• Referring expression data

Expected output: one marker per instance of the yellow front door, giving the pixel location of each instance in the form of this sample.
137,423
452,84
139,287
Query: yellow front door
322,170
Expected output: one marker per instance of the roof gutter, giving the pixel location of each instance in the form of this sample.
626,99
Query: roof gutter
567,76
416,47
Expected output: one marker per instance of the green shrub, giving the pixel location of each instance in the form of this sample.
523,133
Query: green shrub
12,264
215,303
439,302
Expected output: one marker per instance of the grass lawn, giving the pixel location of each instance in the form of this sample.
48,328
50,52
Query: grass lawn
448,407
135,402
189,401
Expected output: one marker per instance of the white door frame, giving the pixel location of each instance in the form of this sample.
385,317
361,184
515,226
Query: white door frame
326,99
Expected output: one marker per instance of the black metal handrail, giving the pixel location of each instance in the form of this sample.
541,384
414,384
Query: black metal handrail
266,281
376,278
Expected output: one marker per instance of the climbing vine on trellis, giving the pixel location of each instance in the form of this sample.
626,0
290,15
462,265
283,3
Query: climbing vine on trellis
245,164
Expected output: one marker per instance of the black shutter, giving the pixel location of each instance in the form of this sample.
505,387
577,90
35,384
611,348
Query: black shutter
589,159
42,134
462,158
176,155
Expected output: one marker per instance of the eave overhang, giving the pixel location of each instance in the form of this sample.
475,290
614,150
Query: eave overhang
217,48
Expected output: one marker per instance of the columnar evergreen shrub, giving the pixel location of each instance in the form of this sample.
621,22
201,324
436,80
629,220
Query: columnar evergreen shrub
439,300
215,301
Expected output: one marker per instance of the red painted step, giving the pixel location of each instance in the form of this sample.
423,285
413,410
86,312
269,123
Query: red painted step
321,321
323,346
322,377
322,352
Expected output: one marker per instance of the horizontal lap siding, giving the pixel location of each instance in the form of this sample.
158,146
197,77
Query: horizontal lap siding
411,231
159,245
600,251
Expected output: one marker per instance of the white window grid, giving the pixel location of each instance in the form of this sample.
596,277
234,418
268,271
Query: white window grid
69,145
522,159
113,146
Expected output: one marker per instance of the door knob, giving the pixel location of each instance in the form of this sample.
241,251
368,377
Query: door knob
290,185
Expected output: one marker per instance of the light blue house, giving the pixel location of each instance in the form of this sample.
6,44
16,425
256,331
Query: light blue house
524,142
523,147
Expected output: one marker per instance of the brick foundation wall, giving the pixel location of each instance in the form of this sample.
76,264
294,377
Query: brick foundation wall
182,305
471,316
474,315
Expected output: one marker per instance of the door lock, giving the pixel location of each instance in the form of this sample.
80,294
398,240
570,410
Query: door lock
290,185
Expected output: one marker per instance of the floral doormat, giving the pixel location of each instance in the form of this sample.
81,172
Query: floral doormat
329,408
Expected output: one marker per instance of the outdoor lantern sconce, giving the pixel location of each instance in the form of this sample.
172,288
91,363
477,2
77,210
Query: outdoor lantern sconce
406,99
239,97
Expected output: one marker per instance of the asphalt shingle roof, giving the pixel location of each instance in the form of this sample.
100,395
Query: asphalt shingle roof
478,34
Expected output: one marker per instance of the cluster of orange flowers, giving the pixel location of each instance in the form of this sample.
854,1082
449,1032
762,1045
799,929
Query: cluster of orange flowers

• Problem statement
An exact repetition of all the records above is required.

• Solution to this exercise
Expected output: one marker per instance of the yellow front door, giving the pixel location of each instance in the form of this sample.
137,423
452,84
139,287
Query: yellow front door
322,170
Expected output: one marker per instance of the roof gutter, giving the pixel location of each instance in the form of this sample.
626,99
Query: roof gutter
567,76
416,47
Expected output: one marker per instance of the green shrub, giving the pixel location of each instance in the form of this sample.
523,133
Query: green shrub
12,264
215,303
439,302
Expected output: one marker per instance of the grass lawn, giving the pixel location of each instance in the form of this sample.
48,328
50,52
Query: grass lawn
448,407
135,402
189,401
Expected output: one marker per instance of the white door frame, giving the pixel location of each instance in the form of this sample.
385,317
361,184
515,226
Query: white door frame
326,99
Expected output: one marker per instance of the black metal handrail, giving the pixel location of each instance in the form of this sample.
541,384
414,384
Query: black metal handrail
266,281
376,278
Expected output: one marker per instance of the climbing vine on trellis, giving the pixel location of each instance in the form of this sample.
626,0
290,15
462,265
283,3
Query: climbing vine on trellis
245,164
Expected output: one marker per instance of the black shutter, giving the pixel location of each instance in the form of this sample.
505,387
577,90
35,384
611,348
Query: black shutter
589,159
42,134
462,158
176,155
Expected output: one marker per instance of the eave overhang, giving the pixel location of each instance in the form of this sample.
475,290
614,150
Query: eave overhang
217,48
Expected output: one marker per instance of the columnar evergreen shrub, giving the pixel location of each instance in the form of this sample.
621,22
201,324
436,80
629,220
Query: columnar evergreen shrub
439,300
215,301
Expected output: one marker per instance of the red painted step, giving the pixel location of each instance in the form of this sample.
423,285
413,410
86,312
269,123
Query: red painted step
321,321
323,346
322,377
322,352
Expected output: one marker per instance of the horizontal lap siding, giving the pixel location of each instance in the form of this sample.
158,146
197,77
Query: horizontal lap siding
411,231
159,245
600,251
Expected output: one marker per instance of the white window grid, giving the pixel location of each instance in the form of this sample.
596,277
234,418
268,271
Query: white window grid
69,145
522,159
113,146
Expected output: one marker per instance of the door knob, giving the pixel location of each instance in the form of this sample.
241,251
368,377
Query: door knob
290,185
Expected output: one marker per instance of the light blue house, giving the pixel location of each instance in the form of this sample.
6,44
16,425
256,331
Query: light blue house
524,142
523,147
Expected output: one marker per instance of the brick foundation wall, giving the pixel location of each instance in the form of this sample.
76,264
294,377
Query: brick foundation wall
182,305
471,316
474,315
Expected output: one marker per instance of the door lock, giving the pixel location of each instance in the form of this sample.
80,294
398,240
570,410
Query: door lock
290,185
Expected output: one marker per instance of the floral doormat, giving the pixel location of each instance in the form of this sample.
81,172
Query: floral doormat
329,408
Expected output: one marker per instance of the outdoor lantern sconce, giving the pixel location of each instance in the form of this sample.
172,288
91,363
477,2
77,210
Query: outdoor lantern sconce
406,99
239,97
Expected output: one marker per instance of the asphalt shingle roof, giving the pixel location of each instance in the form of this sample.
100,395
Query: asphalt shingle roof
478,34
Expected output: one marker per instance of the cluster of orange flowers, giving the pixel location of each instance in the form of this sample.
854,1082
449,1032
762,1045
799,929
Query: cluster of orange flowers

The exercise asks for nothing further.